**Referring expression pointing data:**
* * *
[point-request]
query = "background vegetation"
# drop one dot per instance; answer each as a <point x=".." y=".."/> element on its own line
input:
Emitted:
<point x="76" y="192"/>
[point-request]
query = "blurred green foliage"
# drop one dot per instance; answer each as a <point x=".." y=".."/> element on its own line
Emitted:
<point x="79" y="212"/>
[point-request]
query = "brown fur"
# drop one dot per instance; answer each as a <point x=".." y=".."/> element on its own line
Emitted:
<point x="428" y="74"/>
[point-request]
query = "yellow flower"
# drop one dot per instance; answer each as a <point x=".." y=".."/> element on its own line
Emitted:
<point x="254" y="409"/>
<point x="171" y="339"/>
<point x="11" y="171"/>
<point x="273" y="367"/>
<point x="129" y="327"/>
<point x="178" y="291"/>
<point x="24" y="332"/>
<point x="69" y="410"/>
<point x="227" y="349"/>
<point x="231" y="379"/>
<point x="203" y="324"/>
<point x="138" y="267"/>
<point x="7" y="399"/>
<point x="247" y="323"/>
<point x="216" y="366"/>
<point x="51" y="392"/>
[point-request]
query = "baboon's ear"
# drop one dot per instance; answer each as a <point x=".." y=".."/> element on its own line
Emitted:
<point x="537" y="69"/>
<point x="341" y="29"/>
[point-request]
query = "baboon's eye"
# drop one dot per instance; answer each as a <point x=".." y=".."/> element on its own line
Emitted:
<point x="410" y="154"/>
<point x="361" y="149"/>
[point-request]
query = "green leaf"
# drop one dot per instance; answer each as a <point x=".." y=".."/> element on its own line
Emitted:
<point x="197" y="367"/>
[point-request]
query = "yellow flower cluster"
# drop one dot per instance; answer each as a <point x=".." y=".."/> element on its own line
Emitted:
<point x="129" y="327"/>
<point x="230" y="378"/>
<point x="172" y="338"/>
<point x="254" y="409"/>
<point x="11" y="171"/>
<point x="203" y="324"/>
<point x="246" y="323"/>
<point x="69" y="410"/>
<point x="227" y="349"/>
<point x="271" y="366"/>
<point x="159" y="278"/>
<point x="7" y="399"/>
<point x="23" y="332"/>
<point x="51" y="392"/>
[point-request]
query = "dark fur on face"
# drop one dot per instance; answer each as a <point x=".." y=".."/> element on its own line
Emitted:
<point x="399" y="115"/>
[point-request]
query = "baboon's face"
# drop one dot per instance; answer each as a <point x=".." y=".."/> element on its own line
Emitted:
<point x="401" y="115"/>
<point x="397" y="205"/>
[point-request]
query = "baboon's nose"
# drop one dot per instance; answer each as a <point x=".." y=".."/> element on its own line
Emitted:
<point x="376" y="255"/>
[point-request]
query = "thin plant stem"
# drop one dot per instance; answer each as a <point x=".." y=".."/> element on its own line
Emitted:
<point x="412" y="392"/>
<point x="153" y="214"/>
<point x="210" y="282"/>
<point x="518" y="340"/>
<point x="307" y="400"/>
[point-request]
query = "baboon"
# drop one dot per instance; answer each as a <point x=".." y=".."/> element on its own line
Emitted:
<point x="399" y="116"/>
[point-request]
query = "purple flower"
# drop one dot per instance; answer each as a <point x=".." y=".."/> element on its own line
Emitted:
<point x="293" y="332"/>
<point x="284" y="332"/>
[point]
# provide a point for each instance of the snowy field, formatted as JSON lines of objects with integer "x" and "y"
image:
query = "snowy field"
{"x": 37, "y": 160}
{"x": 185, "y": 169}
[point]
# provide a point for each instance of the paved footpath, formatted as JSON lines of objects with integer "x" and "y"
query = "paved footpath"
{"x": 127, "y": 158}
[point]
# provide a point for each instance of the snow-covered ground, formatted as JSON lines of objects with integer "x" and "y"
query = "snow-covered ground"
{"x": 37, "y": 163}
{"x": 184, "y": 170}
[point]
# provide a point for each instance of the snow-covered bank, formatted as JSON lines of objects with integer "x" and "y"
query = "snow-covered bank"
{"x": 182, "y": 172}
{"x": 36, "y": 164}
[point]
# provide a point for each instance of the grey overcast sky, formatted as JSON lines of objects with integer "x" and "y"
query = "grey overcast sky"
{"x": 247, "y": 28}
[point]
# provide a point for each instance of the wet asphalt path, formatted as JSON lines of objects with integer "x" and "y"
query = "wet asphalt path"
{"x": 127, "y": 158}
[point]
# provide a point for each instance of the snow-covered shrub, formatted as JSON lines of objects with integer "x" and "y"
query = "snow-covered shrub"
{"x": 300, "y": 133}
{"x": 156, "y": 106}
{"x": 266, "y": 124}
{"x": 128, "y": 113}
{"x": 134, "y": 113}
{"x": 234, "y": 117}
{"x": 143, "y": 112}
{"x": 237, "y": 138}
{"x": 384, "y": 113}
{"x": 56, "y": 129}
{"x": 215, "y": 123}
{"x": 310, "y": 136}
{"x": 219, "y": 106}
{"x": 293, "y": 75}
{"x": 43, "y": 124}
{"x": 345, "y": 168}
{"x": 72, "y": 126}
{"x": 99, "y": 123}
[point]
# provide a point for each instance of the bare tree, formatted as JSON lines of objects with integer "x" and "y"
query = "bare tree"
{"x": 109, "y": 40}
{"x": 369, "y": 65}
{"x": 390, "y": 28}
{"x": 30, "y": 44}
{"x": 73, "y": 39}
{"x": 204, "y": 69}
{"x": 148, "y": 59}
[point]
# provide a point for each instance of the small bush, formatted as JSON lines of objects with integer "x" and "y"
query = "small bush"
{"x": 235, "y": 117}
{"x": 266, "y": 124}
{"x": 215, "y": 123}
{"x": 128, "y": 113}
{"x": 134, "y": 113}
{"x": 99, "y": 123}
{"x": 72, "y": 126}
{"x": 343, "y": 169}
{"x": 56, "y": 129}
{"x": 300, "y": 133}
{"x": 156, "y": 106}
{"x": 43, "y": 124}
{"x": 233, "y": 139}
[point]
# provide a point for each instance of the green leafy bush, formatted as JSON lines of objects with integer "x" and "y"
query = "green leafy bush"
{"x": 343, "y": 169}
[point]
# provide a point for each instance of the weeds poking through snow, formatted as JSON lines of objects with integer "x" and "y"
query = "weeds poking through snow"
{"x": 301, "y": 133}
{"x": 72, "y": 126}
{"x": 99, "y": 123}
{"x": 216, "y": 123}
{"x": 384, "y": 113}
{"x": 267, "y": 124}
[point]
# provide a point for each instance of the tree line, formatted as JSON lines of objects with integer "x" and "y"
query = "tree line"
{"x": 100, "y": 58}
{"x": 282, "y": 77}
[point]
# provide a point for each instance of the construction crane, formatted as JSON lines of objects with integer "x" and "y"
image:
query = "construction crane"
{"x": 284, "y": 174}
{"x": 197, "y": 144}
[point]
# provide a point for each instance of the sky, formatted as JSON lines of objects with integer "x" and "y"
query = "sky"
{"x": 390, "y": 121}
* * *
**What you have to do:** Reproduce every entry above so that each one matches its source exactly.

**Answer:**
[point-request]
query = "background vegetation"
# drop one dot per instance; answer each as a <point x=".." y=".."/> element on its own line
input:
Emitted:
<point x="76" y="192"/>
[point-request]
query = "blurred green foliage"
# drop one dot per instance; answer each as a <point x=".." y=".."/> element on its own line
Emitted:
<point x="79" y="212"/>
[point-request]
query = "brown fur"
# drop one dot per instance; answer each as a <point x=".." y=".."/> element on its own line
Emitted:
<point x="428" y="74"/>
[point-request]
query = "yellow flower"
# drop one dot per instance; answer each as a <point x=".." y=".."/> element on its own line
Emitted:
<point x="254" y="409"/>
<point x="171" y="339"/>
<point x="11" y="171"/>
<point x="273" y="367"/>
<point x="129" y="327"/>
<point x="178" y="291"/>
<point x="24" y="332"/>
<point x="69" y="410"/>
<point x="227" y="349"/>
<point x="231" y="379"/>
<point x="203" y="324"/>
<point x="138" y="267"/>
<point x="7" y="399"/>
<point x="247" y="323"/>
<point x="216" y="366"/>
<point x="51" y="392"/>
[point-request]
query = "baboon's ear"
# drop one dot per instance; answer each as a <point x=".." y=".."/> element on its own line
Emitted:
<point x="537" y="69"/>
<point x="341" y="29"/>
[point-request]
query = "baboon's eye"
# drop one dot per instance; answer each as a <point x=".." y=".."/> element on its own line
Emitted:
<point x="410" y="154"/>
<point x="361" y="149"/>
[point-request]
query = "green leaf"
# drop one dot per instance; answer each as a <point x=".." y=".."/> element on its own line
Emitted:
<point x="197" y="367"/>
[point-request]
query = "yellow flower cluster"
# drop one dot per instance; answer each as a <point x=".." y=".."/> element on its own line
Emitted:
<point x="129" y="327"/>
<point x="230" y="378"/>
<point x="172" y="338"/>
<point x="254" y="409"/>
<point x="11" y="171"/>
<point x="203" y="324"/>
<point x="246" y="323"/>
<point x="69" y="410"/>
<point x="227" y="349"/>
<point x="271" y="366"/>
<point x="159" y="278"/>
<point x="7" y="399"/>
<point x="23" y="332"/>
<point x="51" y="392"/>
[point-request]
query = "dark fur on face"
# drop one dot per instance; answer each as a <point x=".." y=".."/> element on its own line
Emitted:
<point x="399" y="115"/>
[point-request]
query = "baboon's face"
# drop one dot per instance; answer each as a <point x=".." y=".."/> element on its own line
Emitted:
<point x="401" y="115"/>
<point x="397" y="205"/>
[point-request]
query = "baboon's nose"
# drop one dot per instance; answer each as a <point x=".." y=".."/> element on its own line
Emitted:
<point x="376" y="255"/>
[point-request]
query = "thin plant stem"
# drop one dot per instance; answer each as a <point x=".." y=".."/> element on its own line
Emitted:
<point x="412" y="392"/>
<point x="153" y="214"/>
<point x="210" y="282"/>
<point x="518" y="340"/>
<point x="307" y="400"/>
[point-request]
query = "baboon"
# drop one dot per instance; answer each as a <point x=".." y=".."/> element on its own line
Emitted:
<point x="399" y="116"/>
[point-request]
query = "purple flower"
# drop one dot per instance; answer each as a <point x=".." y=".."/> element on its own line
Emitted:
<point x="293" y="332"/>
<point x="284" y="332"/>
[point]
# provide a point for each instance of the snowy field, formatted as JSON lines of objects with integer "x" and "y"
image:
query = "snowy field"
{"x": 37, "y": 160}
{"x": 185, "y": 169}
[point]
# provide a point for each instance of the paved footpath, formatted as JSON lines of objects with integer "x" and "y"
query = "paved footpath"
{"x": 127, "y": 158}
[point]
# provide a point for each instance of the snow-covered ground, formatted as JSON lines of objects with integer "x" and "y"
query = "snow-covered ground"
{"x": 37, "y": 163}
{"x": 184, "y": 170}
[point]
# provide a point for each instance of the snow-covered bank, formatted as JSON lines of objects with integer "x" and "y"
query = "snow-covered bank"
{"x": 182, "y": 172}
{"x": 36, "y": 164}
[point]
# provide a point for each instance of the grey overcast sky, formatted as JSON lines of objects with integer "x" and "y"
query = "grey overcast sky"
{"x": 247, "y": 28}
[point]
# provide a point for each instance of the wet asphalt path, formatted as JSON lines of objects with integer "x" and "y"
query = "wet asphalt path"
{"x": 127, "y": 158}
[point]
# provide a point for each instance of the snow-covered shrub, formatted as JSON lines of objects with integer "x" and "y"
query = "snow-covered shrub"
{"x": 300, "y": 133}
{"x": 156, "y": 106}
{"x": 266, "y": 124}
{"x": 128, "y": 113}
{"x": 134, "y": 113}
{"x": 234, "y": 117}
{"x": 143, "y": 112}
{"x": 237, "y": 138}
{"x": 384, "y": 113}
{"x": 56, "y": 129}
{"x": 215, "y": 123}
{"x": 310, "y": 136}
{"x": 219, "y": 106}
{"x": 293, "y": 75}
{"x": 43, "y": 124}
{"x": 345, "y": 168}
{"x": 72, "y": 126}
{"x": 99, "y": 123}
[point]
# provide a point for each instance of the bare tree, formatted as JSON lines of objects with integer "x" and "y"
query = "bare tree"
{"x": 109, "y": 40}
{"x": 369, "y": 65}
{"x": 390, "y": 28}
{"x": 30, "y": 44}
{"x": 73, "y": 39}
{"x": 204, "y": 69}
{"x": 148, "y": 59}
[point]
# provide a point for each instance of the small bush, formatted as JSON lines of objects with integer "x" and "y"
query = "small bush"
{"x": 235, "y": 117}
{"x": 266, "y": 124}
{"x": 215, "y": 123}
{"x": 128, "y": 113}
{"x": 134, "y": 113}
{"x": 99, "y": 123}
{"x": 72, "y": 126}
{"x": 343, "y": 169}
{"x": 56, "y": 129}
{"x": 300, "y": 133}
{"x": 156, "y": 106}
{"x": 43, "y": 124}
{"x": 233, "y": 139}
[point]
# provide a point for each instance of the green leafy bush, formatted as JSON lines of objects with integer "x" and "y"
query = "green leafy bush"
{"x": 343, "y": 169}
[point]
# provide a point for each instance of the weeds poking through snow, formatted as JSON lines of objects with integer "x" and "y"
query = "weeds poking through snow"
{"x": 301, "y": 133}
{"x": 72, "y": 126}
{"x": 99, "y": 123}
{"x": 216, "y": 123}
{"x": 384, "y": 113}
{"x": 267, "y": 124}
[point]
# provide a point for each instance of the tree line, formatted as JSON lines of objects with integer "x" and "y"
query = "tree line"
{"x": 100, "y": 58}
{"x": 282, "y": 77}
[point]
# provide a point for each instance of the construction crane, formatted as JSON lines of objects with integer "x" and "y"
image:
query = "construction crane"
{"x": 284, "y": 174}
{"x": 197, "y": 144}
[point]
# provide a point for each instance of the sky, formatted as JSON lines of objects with integer "x" and "y"
query = "sky"
{"x": 390, "y": 121}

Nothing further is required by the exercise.